# [SUPPLIED DATA]
*****

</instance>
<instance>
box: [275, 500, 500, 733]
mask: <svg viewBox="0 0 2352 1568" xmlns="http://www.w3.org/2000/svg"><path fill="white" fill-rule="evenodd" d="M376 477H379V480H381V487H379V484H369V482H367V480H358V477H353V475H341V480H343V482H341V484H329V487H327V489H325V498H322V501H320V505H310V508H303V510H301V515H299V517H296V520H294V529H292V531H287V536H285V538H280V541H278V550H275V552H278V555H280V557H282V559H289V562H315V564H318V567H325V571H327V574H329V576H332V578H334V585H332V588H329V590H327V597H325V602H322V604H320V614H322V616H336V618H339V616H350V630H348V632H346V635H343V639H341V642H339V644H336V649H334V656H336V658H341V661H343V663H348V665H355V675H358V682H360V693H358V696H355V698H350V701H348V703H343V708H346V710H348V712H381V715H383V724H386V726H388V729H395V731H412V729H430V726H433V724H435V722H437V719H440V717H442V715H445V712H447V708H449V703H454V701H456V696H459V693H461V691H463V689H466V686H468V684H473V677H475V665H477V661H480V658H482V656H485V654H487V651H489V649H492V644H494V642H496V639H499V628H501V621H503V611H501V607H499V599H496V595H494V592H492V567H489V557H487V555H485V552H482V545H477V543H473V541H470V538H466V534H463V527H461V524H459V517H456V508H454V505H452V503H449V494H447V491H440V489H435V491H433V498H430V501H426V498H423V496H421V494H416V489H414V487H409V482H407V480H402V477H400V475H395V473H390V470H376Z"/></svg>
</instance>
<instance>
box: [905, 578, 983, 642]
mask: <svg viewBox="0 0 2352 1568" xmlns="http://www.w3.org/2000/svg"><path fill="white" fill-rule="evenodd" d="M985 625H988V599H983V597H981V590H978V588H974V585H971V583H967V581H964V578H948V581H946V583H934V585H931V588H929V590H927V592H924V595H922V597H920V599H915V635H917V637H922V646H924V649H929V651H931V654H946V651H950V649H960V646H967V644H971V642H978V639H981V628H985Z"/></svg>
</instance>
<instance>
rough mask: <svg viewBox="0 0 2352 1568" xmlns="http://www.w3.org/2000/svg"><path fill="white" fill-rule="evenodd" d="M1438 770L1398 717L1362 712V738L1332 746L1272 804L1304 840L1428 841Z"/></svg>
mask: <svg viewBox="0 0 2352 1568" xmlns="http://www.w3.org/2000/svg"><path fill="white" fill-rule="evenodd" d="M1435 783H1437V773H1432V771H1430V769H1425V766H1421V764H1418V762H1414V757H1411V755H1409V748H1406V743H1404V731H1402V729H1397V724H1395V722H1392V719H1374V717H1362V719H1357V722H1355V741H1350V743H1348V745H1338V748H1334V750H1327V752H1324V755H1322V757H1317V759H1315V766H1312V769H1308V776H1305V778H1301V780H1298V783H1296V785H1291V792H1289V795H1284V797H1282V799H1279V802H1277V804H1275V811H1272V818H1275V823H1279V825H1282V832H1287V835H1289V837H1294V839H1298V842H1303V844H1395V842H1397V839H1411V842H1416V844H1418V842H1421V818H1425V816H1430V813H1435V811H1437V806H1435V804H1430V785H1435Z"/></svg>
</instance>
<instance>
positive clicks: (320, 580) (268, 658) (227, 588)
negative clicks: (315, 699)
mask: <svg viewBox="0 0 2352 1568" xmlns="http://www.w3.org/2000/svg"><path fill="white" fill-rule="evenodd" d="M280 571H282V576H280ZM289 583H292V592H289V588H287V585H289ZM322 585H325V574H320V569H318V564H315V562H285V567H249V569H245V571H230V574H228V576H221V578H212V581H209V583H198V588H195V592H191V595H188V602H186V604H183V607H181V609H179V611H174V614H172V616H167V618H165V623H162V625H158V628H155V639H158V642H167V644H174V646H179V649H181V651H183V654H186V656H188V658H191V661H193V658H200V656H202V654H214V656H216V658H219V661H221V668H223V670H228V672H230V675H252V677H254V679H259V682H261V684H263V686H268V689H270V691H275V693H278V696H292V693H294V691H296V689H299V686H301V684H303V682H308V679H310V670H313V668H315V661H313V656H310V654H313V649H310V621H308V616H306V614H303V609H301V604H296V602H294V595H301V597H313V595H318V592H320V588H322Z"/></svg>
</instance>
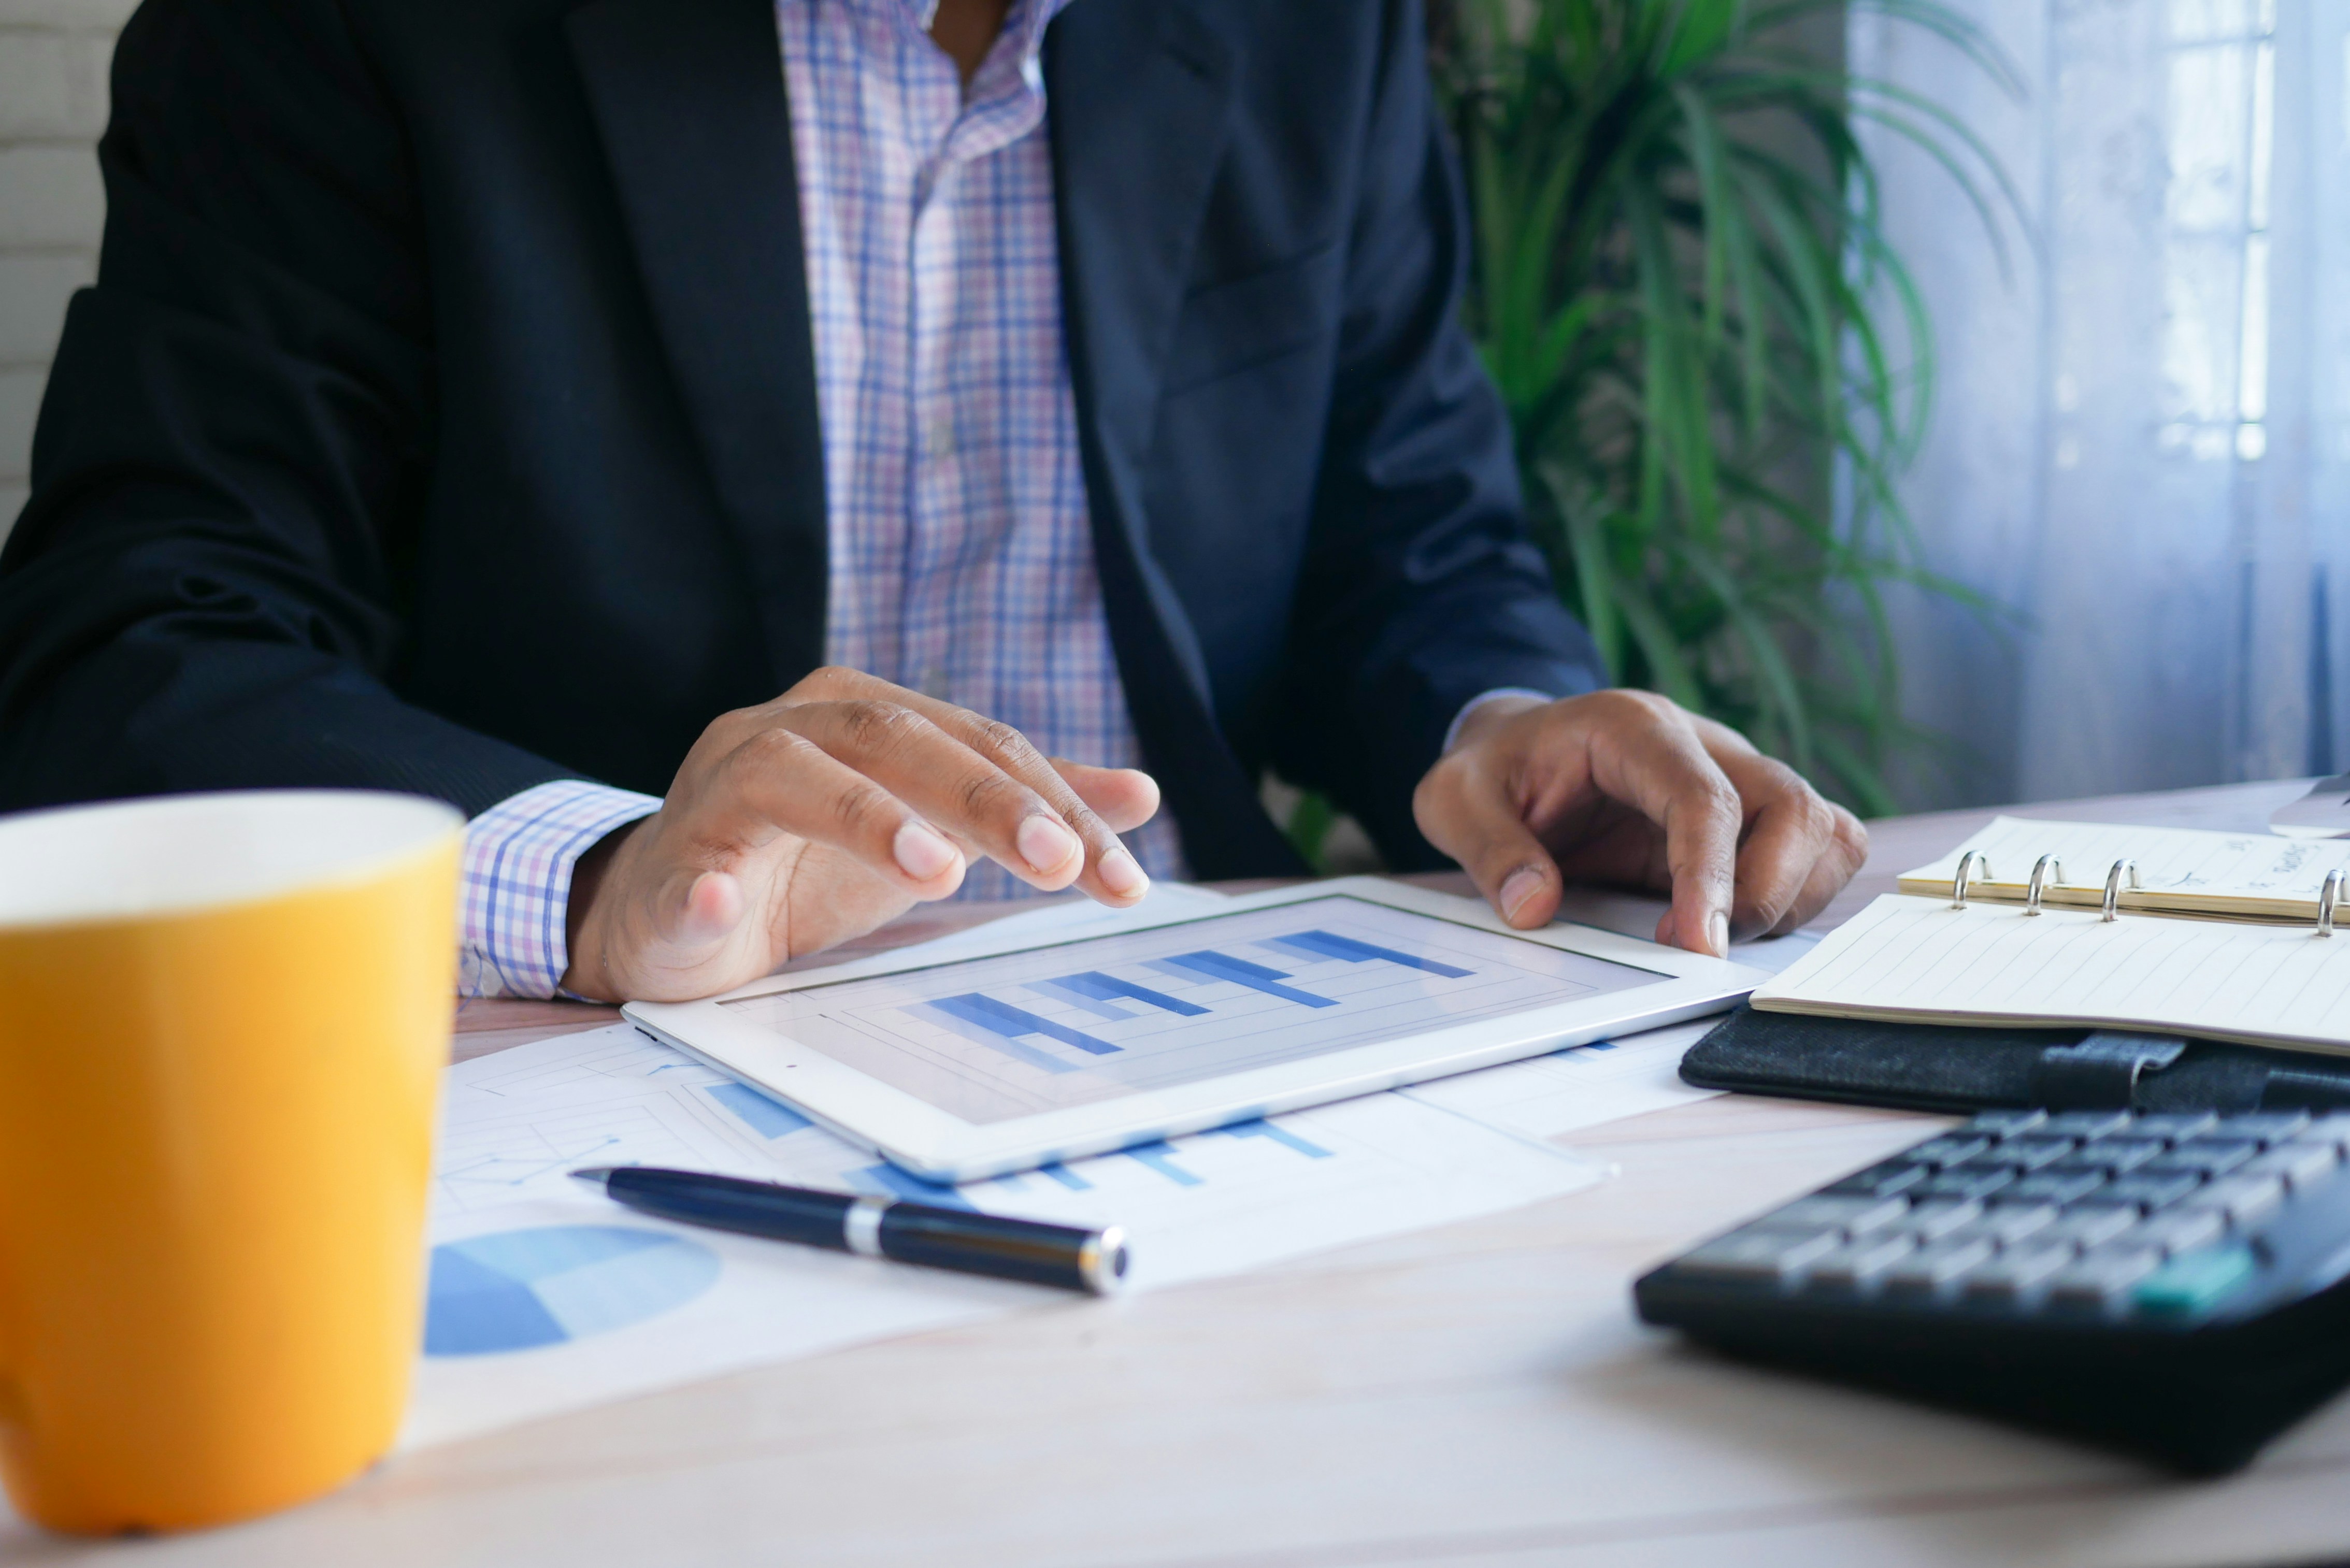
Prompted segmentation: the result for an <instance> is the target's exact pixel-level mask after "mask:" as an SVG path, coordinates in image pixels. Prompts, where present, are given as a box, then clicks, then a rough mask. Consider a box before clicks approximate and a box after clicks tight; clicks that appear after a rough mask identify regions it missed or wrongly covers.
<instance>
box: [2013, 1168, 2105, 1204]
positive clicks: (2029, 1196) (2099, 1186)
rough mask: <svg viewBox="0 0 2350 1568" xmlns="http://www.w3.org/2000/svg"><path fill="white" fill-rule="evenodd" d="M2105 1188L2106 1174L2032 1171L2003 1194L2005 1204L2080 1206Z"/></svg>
mask: <svg viewBox="0 0 2350 1568" xmlns="http://www.w3.org/2000/svg"><path fill="white" fill-rule="evenodd" d="M2103 1185H2106V1173H2103V1171H2054V1168H2052V1171H2033V1173H2030V1175H2026V1178H2023V1180H2019V1182H2016V1185H2012V1187H2005V1190H2000V1201H2002V1204H2077V1201H2080V1199H2084V1197H2087V1194H2091V1192H2096V1190H2099V1187H2103Z"/></svg>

*****

# [PROBLEM TO SOLVE]
The answer should contain all the material above, copied exactly, and no images.

# [SOLUTION BELOW]
</instance>
<instance>
box: [275, 500, 500, 733]
mask: <svg viewBox="0 0 2352 1568" xmlns="http://www.w3.org/2000/svg"><path fill="white" fill-rule="evenodd" d="M376 477H379V480H381V487H379V484H369V482H367V480H358V477H353V475H341V480H343V482H341V484H329V487H327V489H325V498H322V501H320V505H310V508H303V510H301V515H299V517H296V520H294V529H292V531H287V536H285V538H280V541H278V550H275V552H278V555H280V557H282V559H289V562H315V564H318V567H325V571H327V574H329V576H332V578H334V585H332V588H329V590H327V597H325V602H322V604H320V614H322V616H336V618H339V616H350V630H348V632H346V635H343V639H341V642H339V644H336V649H334V656H336V658H341V661H343V663H348V665H355V675H358V682H360V693H358V696H355V698H350V701H348V703H343V708H346V710H348V712H381V715H383V724H386V726H388V729H395V731H412V729H430V726H433V724H435V722H437V719H440V717H442V715H445V712H447V708H449V703H454V701H456V696H459V693H461V691H463V689H466V686H468V684H473V677H475V665H477V661H480V658H482V656H485V654H487V651H489V649H492V644H494V642H496V639H499V628H501V621H503V611H501V607H499V599H496V595H494V592H492V567H489V557H487V555H485V552H482V545H477V543H473V541H470V538H466V534H463V527H461V524H459V517H456V508H454V505H452V503H449V494H447V491H440V489H435V491H433V498H430V501H426V498H423V496H421V494H416V489H414V487H409V482H407V480H402V477H400V475H395V473H390V470H376Z"/></svg>
</instance>
<instance>
box: [905, 578, 983, 642]
mask: <svg viewBox="0 0 2352 1568" xmlns="http://www.w3.org/2000/svg"><path fill="white" fill-rule="evenodd" d="M985 625H988V599H983V597H981V590H978V588H974V585H971V583H967V581H964V578H948V581H946V583H934V585H931V588H929V590H927V592H924V595H922V597H920V599H915V635H917V637H922V646H924V649H929V651H931V654H946V651H950V649H960V646H967V644H971V642H978V639H981V628H985Z"/></svg>
</instance>
<instance>
rough mask: <svg viewBox="0 0 2352 1568" xmlns="http://www.w3.org/2000/svg"><path fill="white" fill-rule="evenodd" d="M1438 770L1398 717L1362 712V738L1332 746L1272 804L1304 840L1428 841Z"/></svg>
mask: <svg viewBox="0 0 2352 1568" xmlns="http://www.w3.org/2000/svg"><path fill="white" fill-rule="evenodd" d="M1435 783H1437V773H1432V771H1430V769H1425V766H1421V764H1418V762H1414V757H1411V755H1409V748H1406V743H1404V731H1402V729H1397V724H1395V722H1392V719H1374V717H1362V719H1357V722H1355V741H1350V743H1348V745H1338V748H1334V750H1327V752H1324V755H1322V757H1317V759H1315V766H1312V769H1308V776H1305V778H1301V780H1298V783H1296V785H1291V792H1289V795H1284V797H1282V799H1279V802H1277V804H1275V811H1272V818H1275V823H1279V825H1282V832H1287V835H1289V837H1294V839H1298V842H1303V844H1395V842H1397V839H1411V842H1416V844H1418V842H1421V818H1425V816H1430V813H1435V811H1437V806H1435V804H1430V785H1435Z"/></svg>
</instance>
<instance>
positive clicks: (320, 580) (268, 658) (227, 588)
negative clicks: (315, 699)
mask: <svg viewBox="0 0 2352 1568" xmlns="http://www.w3.org/2000/svg"><path fill="white" fill-rule="evenodd" d="M280 571H282V576H280ZM289 583H292V592H289V588H287V585H289ZM322 585H325V574H320V569H318V564H315V562H285V567H249V569H245V571H230V574H228V576H221V578H212V581H209V583H198V588H195V592H191V595H188V602H186V604H183V607H181V609H179V611H174V614H172V616H167V618H165V623H162V625H158V628H155V639H158V642H167V644H174V646H179V649H181V651H183V654H186V656H188V658H191V661H193V658H200V656H202V654H214V656H216V658H219V661H221V668H223V670H228V672H230V675H252V677H254V679H259V682H261V684H263V686H268V689H270V691H275V693H278V696H292V693H294V691H296V689H299V686H301V684H303V682H308V679H310V670H313V668H315V661H313V656H310V654H313V649H310V621H308V616H306V614H303V609H301V604H296V602H294V595H301V597H313V595H318V592H320V588H322Z"/></svg>
</instance>
Prompted segmentation: the result for an <instance> is the target's exact pixel-level mask after "mask:" as an SVG path, coordinates in image pixels. Prompts, where present, are given as a box, then clicks, then a rough mask. Consider a box before clicks approximate and a box after clicks tight; clicks that appear after a rough mask identify regions it missed or wrongly covers.
<instance>
box: [2013, 1168, 2105, 1204]
positive clicks: (2029, 1196) (2099, 1186)
rough mask: <svg viewBox="0 0 2350 1568" xmlns="http://www.w3.org/2000/svg"><path fill="white" fill-rule="evenodd" d="M2105 1188L2106 1174L2032 1171L2003 1194L2005 1204L2080 1206Z"/></svg>
mask: <svg viewBox="0 0 2350 1568" xmlns="http://www.w3.org/2000/svg"><path fill="white" fill-rule="evenodd" d="M2103 1185H2106V1173H2103V1171H2054V1168H2052V1171H2033V1173H2030V1175H2026V1178H2023V1180H2019V1182H2016V1185H2012V1187H2005V1190H2000V1201H2002V1204H2077V1201H2080V1199H2084V1197H2087V1194H2091V1192H2096V1190H2099V1187H2103Z"/></svg>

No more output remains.